_What the task asks_
Copy out the items from the line containing "Reviewer note: every instance of the group" through the line containing "[[362, 247], [276, 240], [62, 240], [336, 240]]", replacing "group of people standing" with "crowd of people standing" and keeping everything else the same.

_Records_
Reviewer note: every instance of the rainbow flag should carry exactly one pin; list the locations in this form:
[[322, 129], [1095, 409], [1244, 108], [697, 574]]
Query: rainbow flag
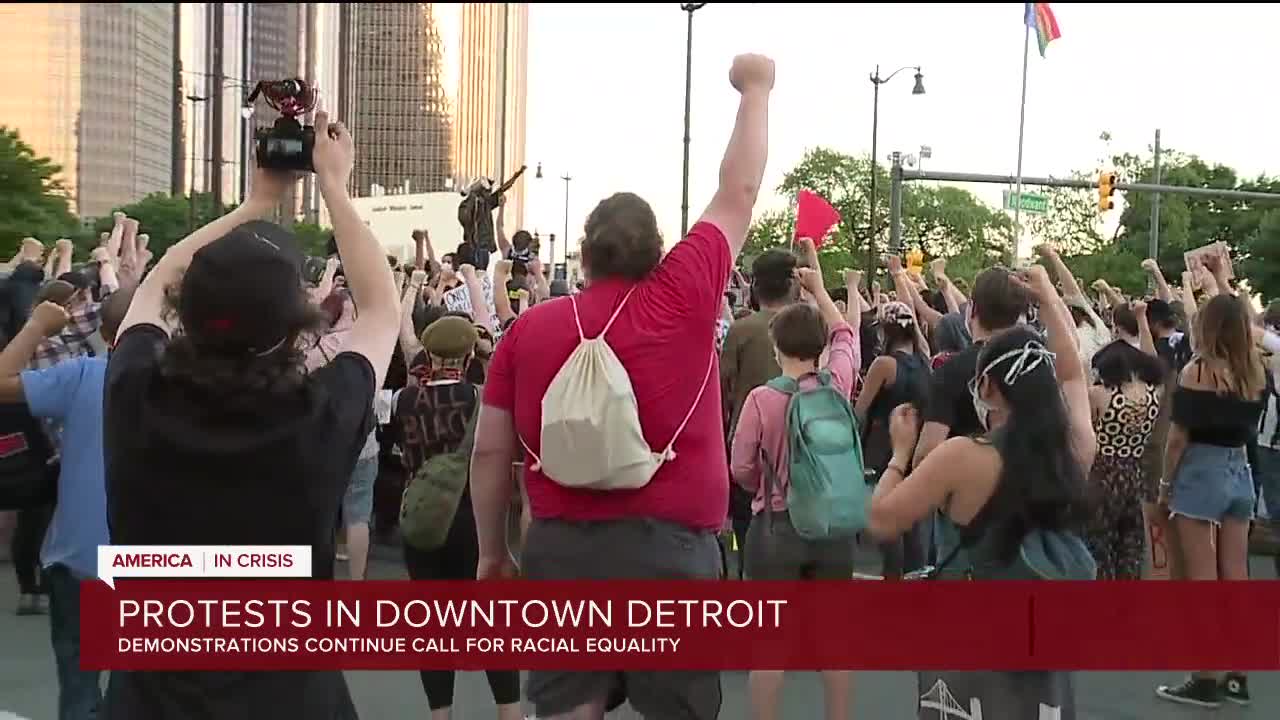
* * *
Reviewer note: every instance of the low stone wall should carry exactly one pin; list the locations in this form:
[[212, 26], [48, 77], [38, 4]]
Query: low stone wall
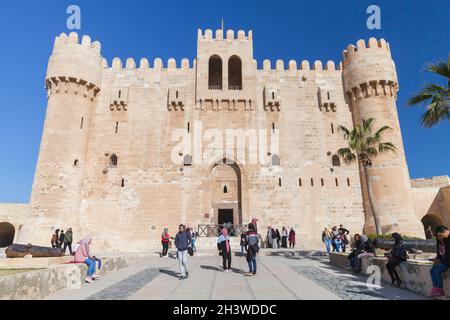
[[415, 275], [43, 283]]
==
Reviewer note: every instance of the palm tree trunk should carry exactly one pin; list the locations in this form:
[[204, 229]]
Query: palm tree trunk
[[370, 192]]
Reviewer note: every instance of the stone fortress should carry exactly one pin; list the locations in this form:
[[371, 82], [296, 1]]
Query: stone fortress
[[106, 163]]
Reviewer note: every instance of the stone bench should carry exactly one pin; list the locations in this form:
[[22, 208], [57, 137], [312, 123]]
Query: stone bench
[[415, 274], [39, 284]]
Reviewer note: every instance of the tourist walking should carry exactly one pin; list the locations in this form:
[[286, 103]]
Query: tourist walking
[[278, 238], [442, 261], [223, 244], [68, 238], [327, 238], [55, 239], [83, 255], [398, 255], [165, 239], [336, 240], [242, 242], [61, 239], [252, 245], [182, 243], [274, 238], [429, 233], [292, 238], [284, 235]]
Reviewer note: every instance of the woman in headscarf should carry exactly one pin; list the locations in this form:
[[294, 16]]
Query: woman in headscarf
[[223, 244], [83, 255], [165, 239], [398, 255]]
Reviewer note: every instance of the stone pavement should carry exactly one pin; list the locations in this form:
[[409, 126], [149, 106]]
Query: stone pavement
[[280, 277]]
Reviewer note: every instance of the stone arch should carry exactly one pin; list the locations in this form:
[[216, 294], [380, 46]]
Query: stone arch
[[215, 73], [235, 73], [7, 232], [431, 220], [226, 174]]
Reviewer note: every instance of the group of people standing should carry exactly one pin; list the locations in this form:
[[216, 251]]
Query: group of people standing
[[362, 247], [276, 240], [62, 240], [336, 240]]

_The answer_
Reviewer note: every instance of the crowd of people standing should carry exactly one pin; list the locations in this form:
[[216, 251]]
Query: crowd of people standing
[[362, 247], [276, 240], [62, 240], [336, 240]]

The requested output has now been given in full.